Get used to it: diversity creates a cultural shift

August 17, 2011

When we moved to northern California as newlyweds some 18 months ago, we rented a house temporarily in the ethnically diverse city of Sunnyvale. I’ve lived part or full time in the San Francisco Bay area since 1984, but this was the first time I’d been in the ethnic minority in a community.

I loved it. Grocery stores featured large sections of ethnic foods and spices. Exotic smells emanated from screen doors, discordant music from car windows. Different languages — Chinese, Pakistani, Indian, Korean and more– formed a crazy quit of conversation at public events. Every night, families representing three generations would take after-dinner strolls, the women in their saris, the kids holding their grandmother’s hand.

We haven’t seen a single sari since we bought a house in a largely Caucasian part of San Jose. I miss them.

Silicon Valley companies recruit the best of the best: hugely smart people from every country and it makes for a rich and diverse living experience.

And yet, it’s not all rich.

Take Westfield Valley Fair Mall in San Jose. I’ve been shopping there for years, with a little break when I lived on the Monterey peninsula. My return to the mall in 2010 was jarring.
◇ ◇ ◇ ◇ ◇
- [WRITTEN TASK 1]
Answer from the essay on diversity:
(a) Since what year has the writer lived part or full time in the San Francisco Bay area?
(b) In which city did the couple rent a house after moving to northern California?
(c) In what year did the writer return to Westfield Valley Fair Mall?
The essay and the records that follow it come from unrelated sources.
◇ ◇ ◇ ◇ ◇
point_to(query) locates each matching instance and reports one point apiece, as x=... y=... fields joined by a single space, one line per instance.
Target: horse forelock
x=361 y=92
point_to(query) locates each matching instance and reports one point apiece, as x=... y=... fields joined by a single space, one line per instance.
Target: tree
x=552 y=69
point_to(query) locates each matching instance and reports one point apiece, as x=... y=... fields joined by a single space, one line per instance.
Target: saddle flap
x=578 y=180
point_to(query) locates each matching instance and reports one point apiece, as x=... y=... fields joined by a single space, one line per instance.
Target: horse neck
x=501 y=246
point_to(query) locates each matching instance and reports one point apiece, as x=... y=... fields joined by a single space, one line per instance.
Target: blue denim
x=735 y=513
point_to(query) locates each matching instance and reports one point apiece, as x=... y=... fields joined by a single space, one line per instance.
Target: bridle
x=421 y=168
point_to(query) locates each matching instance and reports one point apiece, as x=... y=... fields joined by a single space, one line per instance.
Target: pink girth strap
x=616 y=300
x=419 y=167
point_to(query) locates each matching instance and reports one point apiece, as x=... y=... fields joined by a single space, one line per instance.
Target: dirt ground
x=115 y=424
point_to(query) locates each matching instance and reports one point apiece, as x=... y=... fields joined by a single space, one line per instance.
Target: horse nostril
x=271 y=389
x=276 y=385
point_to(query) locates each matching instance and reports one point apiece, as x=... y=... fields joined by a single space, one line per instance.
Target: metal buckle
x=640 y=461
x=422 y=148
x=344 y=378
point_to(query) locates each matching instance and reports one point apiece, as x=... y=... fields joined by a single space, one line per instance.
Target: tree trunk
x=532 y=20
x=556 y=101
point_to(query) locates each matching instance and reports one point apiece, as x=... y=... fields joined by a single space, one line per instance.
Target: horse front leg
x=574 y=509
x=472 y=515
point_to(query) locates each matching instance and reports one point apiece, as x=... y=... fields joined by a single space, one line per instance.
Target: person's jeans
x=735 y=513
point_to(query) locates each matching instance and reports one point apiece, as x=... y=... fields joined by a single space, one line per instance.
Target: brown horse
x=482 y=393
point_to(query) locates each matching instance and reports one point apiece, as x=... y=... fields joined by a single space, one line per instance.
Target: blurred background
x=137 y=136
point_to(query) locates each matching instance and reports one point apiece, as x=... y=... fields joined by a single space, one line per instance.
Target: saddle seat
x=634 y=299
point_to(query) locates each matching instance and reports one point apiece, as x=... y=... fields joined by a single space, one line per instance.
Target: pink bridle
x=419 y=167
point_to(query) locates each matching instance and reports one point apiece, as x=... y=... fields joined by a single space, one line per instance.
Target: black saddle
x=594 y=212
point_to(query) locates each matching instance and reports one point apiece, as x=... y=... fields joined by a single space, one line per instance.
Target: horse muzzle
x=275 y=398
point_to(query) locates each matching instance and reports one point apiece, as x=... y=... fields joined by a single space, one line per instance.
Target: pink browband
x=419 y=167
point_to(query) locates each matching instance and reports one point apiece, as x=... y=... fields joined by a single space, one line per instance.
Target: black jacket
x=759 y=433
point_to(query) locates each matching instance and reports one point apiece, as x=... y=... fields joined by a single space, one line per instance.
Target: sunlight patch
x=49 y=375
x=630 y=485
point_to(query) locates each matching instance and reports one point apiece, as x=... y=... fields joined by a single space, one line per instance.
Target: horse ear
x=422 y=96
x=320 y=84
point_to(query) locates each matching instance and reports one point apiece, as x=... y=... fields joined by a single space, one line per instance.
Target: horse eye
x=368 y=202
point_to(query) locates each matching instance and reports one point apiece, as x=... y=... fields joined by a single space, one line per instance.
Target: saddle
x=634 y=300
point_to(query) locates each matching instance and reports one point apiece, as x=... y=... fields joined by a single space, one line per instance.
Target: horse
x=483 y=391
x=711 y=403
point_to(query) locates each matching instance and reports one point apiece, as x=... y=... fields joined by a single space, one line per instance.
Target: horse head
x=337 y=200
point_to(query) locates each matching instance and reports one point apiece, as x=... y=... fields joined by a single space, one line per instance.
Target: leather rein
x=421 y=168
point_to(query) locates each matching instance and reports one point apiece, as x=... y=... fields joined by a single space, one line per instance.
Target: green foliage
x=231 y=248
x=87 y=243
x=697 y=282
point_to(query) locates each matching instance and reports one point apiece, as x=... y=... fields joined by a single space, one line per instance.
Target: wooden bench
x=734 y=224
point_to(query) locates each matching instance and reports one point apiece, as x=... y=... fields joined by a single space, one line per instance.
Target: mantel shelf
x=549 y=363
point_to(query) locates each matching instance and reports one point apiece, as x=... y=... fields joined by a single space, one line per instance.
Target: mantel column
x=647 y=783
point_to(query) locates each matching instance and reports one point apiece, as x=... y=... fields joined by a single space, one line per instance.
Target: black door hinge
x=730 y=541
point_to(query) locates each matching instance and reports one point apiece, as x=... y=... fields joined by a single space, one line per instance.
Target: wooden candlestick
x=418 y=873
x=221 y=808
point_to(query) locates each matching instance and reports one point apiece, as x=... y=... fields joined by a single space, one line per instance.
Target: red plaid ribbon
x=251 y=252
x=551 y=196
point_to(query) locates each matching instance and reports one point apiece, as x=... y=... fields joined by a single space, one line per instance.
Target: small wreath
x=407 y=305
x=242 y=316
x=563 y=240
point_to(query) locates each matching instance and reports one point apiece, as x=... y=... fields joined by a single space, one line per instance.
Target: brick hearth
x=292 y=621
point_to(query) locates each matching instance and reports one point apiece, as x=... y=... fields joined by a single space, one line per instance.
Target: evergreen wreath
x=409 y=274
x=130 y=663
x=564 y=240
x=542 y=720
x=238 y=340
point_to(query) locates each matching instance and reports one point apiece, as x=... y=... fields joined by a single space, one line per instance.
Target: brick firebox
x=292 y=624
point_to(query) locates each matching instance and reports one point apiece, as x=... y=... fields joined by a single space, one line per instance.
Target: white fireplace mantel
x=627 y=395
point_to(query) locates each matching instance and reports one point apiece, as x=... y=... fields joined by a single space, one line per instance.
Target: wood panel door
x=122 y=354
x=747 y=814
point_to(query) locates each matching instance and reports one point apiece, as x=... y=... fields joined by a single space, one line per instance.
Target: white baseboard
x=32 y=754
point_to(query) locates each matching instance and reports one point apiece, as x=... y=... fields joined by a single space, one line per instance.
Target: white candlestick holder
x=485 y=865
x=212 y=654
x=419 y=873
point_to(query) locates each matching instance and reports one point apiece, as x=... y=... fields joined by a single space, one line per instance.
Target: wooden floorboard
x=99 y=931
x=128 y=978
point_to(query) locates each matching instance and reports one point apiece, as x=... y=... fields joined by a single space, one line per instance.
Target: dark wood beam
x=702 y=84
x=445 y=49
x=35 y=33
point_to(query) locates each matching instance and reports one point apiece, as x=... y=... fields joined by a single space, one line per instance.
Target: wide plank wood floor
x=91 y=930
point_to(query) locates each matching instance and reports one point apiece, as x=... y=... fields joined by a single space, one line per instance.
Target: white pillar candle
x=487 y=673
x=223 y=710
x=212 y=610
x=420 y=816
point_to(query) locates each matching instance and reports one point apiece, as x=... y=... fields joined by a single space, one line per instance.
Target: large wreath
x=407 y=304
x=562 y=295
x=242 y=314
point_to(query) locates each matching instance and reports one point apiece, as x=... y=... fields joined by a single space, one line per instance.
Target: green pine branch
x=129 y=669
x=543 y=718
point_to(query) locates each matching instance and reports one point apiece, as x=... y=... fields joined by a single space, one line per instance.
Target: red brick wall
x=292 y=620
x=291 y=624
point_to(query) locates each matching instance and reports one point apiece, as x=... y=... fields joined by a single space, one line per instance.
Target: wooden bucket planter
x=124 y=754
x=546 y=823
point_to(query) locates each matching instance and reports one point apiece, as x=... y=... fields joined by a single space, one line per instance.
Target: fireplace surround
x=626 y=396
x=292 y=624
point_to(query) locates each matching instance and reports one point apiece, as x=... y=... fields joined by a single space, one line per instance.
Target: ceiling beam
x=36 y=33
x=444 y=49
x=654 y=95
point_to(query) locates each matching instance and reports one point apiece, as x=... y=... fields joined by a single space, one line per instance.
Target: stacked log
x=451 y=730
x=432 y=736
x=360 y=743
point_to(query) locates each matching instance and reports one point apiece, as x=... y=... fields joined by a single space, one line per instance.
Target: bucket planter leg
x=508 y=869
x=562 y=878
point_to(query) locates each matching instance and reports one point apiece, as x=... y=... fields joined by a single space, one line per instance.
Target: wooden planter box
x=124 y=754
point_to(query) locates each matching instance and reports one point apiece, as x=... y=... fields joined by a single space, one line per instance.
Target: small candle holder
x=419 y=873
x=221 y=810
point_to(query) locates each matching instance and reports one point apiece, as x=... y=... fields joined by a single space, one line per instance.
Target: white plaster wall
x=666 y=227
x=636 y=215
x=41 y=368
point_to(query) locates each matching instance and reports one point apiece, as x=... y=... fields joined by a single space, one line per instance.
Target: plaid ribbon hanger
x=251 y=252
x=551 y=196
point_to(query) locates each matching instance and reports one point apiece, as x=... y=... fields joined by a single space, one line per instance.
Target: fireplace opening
◇ ◇ ◇ ◇ ◇
- [WRITTEN TASK 2] Find each line of the records that contains the string "small", matching case, and copy those lines.

- [SOLUTION 1]
(a) 1984
(b) Sunnyvale
(c) 2010

- [SOLUTION 2]
Target: small wreath
Target: small candle holder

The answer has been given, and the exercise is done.